Reproduce the lines between the line containing "point: shirt sleeve" and the line containing "column 323, row 145", inclusive, with no changes.

Dataset records about object locations
····················

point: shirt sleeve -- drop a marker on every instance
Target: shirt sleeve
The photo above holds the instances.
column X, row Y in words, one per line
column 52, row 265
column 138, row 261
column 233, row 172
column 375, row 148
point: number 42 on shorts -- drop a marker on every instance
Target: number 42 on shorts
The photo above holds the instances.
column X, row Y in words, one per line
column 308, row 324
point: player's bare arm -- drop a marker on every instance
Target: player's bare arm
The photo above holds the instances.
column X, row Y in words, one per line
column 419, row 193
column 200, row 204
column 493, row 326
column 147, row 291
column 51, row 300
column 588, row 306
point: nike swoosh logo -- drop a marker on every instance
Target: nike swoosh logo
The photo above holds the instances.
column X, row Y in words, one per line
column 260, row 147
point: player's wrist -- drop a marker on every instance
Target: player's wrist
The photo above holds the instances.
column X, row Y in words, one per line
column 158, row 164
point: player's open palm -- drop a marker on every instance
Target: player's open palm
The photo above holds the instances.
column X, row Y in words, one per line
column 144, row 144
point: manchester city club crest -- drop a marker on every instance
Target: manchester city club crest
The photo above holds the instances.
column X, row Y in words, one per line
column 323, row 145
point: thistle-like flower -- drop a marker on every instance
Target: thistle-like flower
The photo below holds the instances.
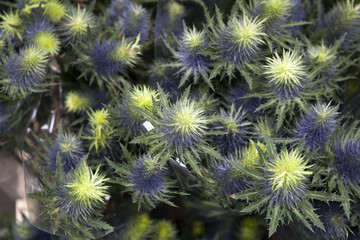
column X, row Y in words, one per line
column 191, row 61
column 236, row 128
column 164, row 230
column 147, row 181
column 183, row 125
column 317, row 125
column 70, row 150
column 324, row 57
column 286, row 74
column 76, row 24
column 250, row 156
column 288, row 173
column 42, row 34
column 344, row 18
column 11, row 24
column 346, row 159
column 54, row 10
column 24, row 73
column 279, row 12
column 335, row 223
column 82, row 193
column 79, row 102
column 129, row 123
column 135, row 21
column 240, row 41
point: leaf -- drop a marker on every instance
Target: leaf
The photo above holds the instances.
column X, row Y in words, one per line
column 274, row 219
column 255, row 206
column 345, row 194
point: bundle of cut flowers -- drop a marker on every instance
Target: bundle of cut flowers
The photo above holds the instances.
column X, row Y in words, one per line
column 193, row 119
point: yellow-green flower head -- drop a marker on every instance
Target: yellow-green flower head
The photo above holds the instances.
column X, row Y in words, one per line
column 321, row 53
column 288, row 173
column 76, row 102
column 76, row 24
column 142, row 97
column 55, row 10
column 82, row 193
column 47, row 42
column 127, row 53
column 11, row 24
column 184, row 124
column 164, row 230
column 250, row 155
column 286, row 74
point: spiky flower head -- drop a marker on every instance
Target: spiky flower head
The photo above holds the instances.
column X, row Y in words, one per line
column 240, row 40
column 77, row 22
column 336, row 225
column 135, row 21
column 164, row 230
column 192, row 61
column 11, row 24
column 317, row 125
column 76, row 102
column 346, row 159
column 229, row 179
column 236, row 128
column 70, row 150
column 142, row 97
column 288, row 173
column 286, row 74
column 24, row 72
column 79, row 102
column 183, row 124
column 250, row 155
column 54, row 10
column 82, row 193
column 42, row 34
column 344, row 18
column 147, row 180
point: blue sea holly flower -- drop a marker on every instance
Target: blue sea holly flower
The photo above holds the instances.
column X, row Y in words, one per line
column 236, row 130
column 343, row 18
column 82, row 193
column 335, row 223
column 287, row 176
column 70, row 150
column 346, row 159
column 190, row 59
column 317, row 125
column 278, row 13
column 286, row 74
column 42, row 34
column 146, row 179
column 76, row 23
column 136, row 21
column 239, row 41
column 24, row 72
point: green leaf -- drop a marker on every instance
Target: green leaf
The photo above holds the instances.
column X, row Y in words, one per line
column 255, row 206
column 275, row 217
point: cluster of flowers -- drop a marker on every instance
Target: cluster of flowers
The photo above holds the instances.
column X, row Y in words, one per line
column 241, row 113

····················

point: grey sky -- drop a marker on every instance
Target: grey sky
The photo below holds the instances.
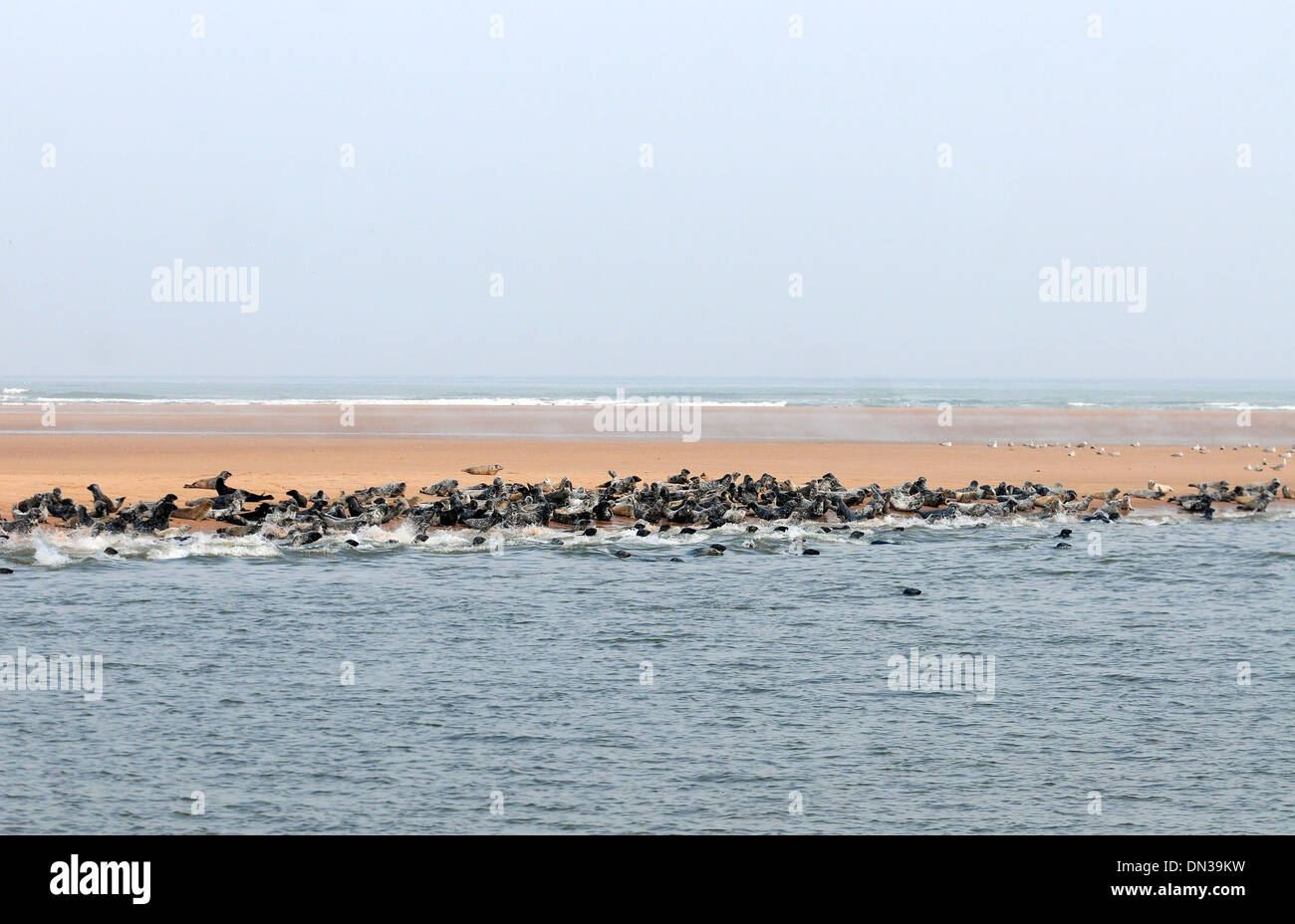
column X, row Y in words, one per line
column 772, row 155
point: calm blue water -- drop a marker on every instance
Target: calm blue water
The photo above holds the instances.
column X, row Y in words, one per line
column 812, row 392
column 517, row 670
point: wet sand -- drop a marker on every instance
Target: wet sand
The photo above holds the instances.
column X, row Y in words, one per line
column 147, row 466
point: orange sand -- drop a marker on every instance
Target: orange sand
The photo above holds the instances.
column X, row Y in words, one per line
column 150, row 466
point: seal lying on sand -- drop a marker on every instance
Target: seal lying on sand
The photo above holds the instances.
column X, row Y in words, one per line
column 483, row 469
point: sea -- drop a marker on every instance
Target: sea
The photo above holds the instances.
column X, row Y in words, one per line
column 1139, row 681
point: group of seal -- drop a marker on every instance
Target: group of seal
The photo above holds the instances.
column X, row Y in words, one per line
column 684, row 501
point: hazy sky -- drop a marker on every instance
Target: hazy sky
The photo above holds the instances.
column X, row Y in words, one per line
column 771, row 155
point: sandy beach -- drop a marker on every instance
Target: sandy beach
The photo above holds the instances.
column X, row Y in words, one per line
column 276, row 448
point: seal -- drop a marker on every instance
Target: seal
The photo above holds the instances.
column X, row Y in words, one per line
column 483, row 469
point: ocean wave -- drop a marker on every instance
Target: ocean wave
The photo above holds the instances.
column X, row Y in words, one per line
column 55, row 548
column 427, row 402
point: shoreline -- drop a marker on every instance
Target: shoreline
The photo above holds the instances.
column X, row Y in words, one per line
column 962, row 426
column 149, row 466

····················

__The output__:
point: shirt sleeve -- drop a marker on every instance
Target: shirt sleeve
The photo above holds the instances.
column X, row Y in words, one per line
column 52, row 265
column 138, row 261
column 233, row 172
column 375, row 148
point: number 42 on shorts -- drop a marker on every instance
Target: number 42 on shorts
The photo above holds the instances.
column X, row Y in words, one per line
column 308, row 324
point: player's bare arm -- drop a marker on every instance
Target: player's bare arm
The photo above holds the instances.
column X, row Y in words, one per line
column 419, row 193
column 200, row 204
column 493, row 326
column 147, row 291
column 51, row 300
column 588, row 306
point: nike swoosh logo -- drop a marker on every instance
Target: nike swoosh logo
The photo above holds the instances.
column X, row Y in words, one per line
column 260, row 147
point: player's wrist -- drop a marker on every instance
Target: player's wrist
The photo above holds the instances.
column X, row Y in words, one per line
column 158, row 164
point: player's open palm -- drop a marker on every instance
Target: player's open palm
The photo above holds the instances.
column X, row Y in words, one per line
column 144, row 144
point: manchester city club crest -- drop a marker on every instance
Target: manchester city club crest
The photo above holds the instances.
column X, row Y in words, one per line
column 323, row 145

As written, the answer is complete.